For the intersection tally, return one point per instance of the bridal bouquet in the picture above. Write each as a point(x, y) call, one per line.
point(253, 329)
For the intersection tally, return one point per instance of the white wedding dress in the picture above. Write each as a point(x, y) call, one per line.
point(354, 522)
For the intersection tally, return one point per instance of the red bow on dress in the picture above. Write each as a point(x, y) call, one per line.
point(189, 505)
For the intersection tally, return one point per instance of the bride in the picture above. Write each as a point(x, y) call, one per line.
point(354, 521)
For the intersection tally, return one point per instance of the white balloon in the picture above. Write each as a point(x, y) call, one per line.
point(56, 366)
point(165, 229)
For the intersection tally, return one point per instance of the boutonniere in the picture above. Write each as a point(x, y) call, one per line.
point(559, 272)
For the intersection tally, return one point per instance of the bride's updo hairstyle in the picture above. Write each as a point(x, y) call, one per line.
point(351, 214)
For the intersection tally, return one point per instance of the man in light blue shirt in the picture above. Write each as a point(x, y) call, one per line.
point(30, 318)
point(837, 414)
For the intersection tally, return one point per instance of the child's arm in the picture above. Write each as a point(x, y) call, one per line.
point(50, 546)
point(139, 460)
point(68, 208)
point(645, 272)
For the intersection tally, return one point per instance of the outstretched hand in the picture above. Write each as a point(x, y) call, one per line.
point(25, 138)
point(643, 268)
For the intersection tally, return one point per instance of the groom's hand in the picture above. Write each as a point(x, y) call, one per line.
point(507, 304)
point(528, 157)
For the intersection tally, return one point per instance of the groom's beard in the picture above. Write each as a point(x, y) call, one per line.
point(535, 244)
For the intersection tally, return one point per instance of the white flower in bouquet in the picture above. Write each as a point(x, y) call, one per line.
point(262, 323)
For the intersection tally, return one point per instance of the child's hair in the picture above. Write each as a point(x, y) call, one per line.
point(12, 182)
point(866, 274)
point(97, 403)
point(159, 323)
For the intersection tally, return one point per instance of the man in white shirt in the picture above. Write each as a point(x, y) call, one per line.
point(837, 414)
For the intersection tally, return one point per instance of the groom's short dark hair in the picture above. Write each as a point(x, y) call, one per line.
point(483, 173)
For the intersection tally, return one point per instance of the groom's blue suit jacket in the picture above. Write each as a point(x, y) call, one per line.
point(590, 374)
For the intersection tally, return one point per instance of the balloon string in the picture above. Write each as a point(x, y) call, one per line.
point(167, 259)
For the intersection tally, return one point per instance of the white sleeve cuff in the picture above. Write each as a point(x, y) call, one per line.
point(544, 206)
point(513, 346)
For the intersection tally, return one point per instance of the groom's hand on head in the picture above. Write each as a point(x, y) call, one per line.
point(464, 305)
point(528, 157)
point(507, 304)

+===+

- TASK OBJECTIVE -
What you return must match the listing exactly, with nothing missing.

- RESULT FOR THIS TASK -
For the intersection tally, return one point per instance of the bridal bouquet in the picture above. Write each as a point(x, y) call, one per line.
point(253, 329)
For the intersection tally, return one point per instance of the white wedding dress in the picture above. Write each as a point(x, y) call, one per line.
point(354, 522)
For the intersection tally, return one point per instance of the red bow on dress in the picture above. Write each as a point(x, y) call, one per line.
point(189, 505)
For the intersection tally, return one point per instance of the bride in the picture above. Write each as a point(x, y) call, one per line.
point(354, 521)
For the intersection tally, return one point per instance of the white balloon in the picture above. Write each as a point(x, y) call, one per line.
point(56, 366)
point(165, 229)
For the intersection tally, return one point per instance of the boutonniere in the picture above. Write each as a point(x, y) call, one per line.
point(559, 272)
For the intersection tally, return one point per instance of the bride's updo hairstyle in the picture above. Write each as a point(x, y) call, one per line.
point(351, 214)
For the intersection tally, return one point per instance of the man in light blue shirt in the picture above. Write each as a point(x, y) call, one per line.
point(30, 318)
point(837, 414)
For the intersection tally, return one point per instance of the child's arm in the picture above. Write each as a point(x, y) call, one per line.
point(50, 546)
point(139, 460)
point(68, 208)
point(645, 272)
For the intersection tally, return one point per instance of the outstretched hand in the picture above. Write each as a point(x, y) call, one per line.
point(25, 138)
point(643, 268)
For the intersection tally, return one point per instance of the groom's hand in the picture above. Write each as a point(x, y) call, one per line.
point(507, 304)
point(528, 157)
For the intersection tally, return one point per instance of the groom's beard in the picture above. Write each as a point(x, y) call, one per line.
point(535, 244)
For the intersection tally, return one point per instance of the white flower in bouquet in the picture above. Write each as a point(x, y) call, one per line.
point(262, 323)
For the intersection tally, return one point per instance of the child's hair in the picture above. Write each as a point(x, y) call, one per line.
point(12, 182)
point(866, 274)
point(97, 403)
point(159, 323)
For the intersection tally, return one point per instance of the man in white shirt in the picture above. Write each as a point(x, y) call, one per line.
point(837, 414)
For the intersection tally, return one point per instance of the groom's short dark hair in the picture above. Write each as a point(x, y) call, one per line.
point(483, 173)
For the intersection tally, return one point per instance of the groom's blue suit jacket in the picture above. Write each as a point(x, y) call, one per line.
point(590, 374)
For the intersection tally, return one point per instance of the balloon string in the picture above. Write each as a point(x, y) call, one per line.
point(167, 259)
For the intersection tally, return one point per instance of the white sleeve cuff in the picture above. Write each as a point(x, y) call, one per line.
point(544, 206)
point(513, 346)
For the intersection tally, return one point per instance of the groom's hand on head in the picture above. Write each as a point(x, y) call, one per line.
point(464, 305)
point(528, 157)
point(507, 304)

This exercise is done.